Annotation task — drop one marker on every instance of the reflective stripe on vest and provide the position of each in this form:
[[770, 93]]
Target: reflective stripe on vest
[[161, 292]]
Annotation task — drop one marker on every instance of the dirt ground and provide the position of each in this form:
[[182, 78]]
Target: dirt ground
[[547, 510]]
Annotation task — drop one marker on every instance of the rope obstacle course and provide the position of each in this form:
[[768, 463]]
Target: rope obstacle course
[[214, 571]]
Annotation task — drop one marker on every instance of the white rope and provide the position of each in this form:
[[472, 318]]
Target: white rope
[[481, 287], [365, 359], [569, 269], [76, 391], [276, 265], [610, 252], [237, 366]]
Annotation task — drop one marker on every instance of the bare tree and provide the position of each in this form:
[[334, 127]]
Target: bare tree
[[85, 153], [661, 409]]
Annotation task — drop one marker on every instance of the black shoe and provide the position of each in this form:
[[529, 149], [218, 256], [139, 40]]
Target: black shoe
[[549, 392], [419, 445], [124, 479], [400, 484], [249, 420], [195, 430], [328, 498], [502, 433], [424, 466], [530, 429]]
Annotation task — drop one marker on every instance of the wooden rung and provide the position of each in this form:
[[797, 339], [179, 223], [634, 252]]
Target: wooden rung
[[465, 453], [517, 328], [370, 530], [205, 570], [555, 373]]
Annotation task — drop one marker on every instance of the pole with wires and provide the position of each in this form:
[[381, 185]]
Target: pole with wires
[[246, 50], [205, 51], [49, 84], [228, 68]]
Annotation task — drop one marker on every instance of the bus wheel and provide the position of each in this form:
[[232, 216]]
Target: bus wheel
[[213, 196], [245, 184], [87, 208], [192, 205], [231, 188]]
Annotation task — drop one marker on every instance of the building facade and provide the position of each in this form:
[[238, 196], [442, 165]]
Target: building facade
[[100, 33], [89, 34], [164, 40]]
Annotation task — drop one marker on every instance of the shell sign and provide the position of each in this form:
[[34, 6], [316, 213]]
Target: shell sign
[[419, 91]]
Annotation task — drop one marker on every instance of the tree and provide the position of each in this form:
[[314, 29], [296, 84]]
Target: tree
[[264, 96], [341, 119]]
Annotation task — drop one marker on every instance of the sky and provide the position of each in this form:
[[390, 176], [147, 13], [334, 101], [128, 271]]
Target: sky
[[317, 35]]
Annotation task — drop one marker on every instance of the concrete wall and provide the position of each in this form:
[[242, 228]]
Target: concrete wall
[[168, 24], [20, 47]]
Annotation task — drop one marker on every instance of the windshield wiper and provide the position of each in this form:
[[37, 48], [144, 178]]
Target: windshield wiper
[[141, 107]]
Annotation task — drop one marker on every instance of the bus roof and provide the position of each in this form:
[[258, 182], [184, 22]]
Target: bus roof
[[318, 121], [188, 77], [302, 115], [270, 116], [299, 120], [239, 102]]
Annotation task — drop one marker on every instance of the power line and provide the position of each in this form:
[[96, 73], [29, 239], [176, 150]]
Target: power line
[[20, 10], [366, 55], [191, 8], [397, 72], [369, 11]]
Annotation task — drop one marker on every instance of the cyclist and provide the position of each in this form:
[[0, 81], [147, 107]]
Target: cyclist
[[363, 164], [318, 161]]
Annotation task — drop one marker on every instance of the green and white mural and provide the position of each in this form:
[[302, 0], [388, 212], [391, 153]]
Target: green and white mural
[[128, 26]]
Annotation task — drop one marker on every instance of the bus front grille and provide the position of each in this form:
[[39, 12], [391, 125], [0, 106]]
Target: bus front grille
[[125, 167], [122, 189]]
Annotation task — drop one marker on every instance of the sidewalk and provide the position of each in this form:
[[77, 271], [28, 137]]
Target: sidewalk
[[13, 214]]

What you need to do>
Using the material above, print word for word the lines from the one holding "Target: cyclist" through the last line.

Response area>
Target: cyclist
[[363, 164], [318, 161]]
Annotation task — drop one marker on every instance of the green and white mural and provide the position of each in this form:
[[302, 0], [388, 212], [391, 153]]
Target: green and white mural
[[128, 26]]
Annotation task — drop one marker on every instance of the bus front grille and provide the position of each in this form:
[[39, 12], [391, 125], [0, 106]]
Target: bus front grille
[[125, 167], [122, 189]]
Annotation task — drop one marker on every instance of the sidewalk and provide the position of each in this form:
[[77, 271], [28, 137]]
Target: sidewalk
[[13, 214]]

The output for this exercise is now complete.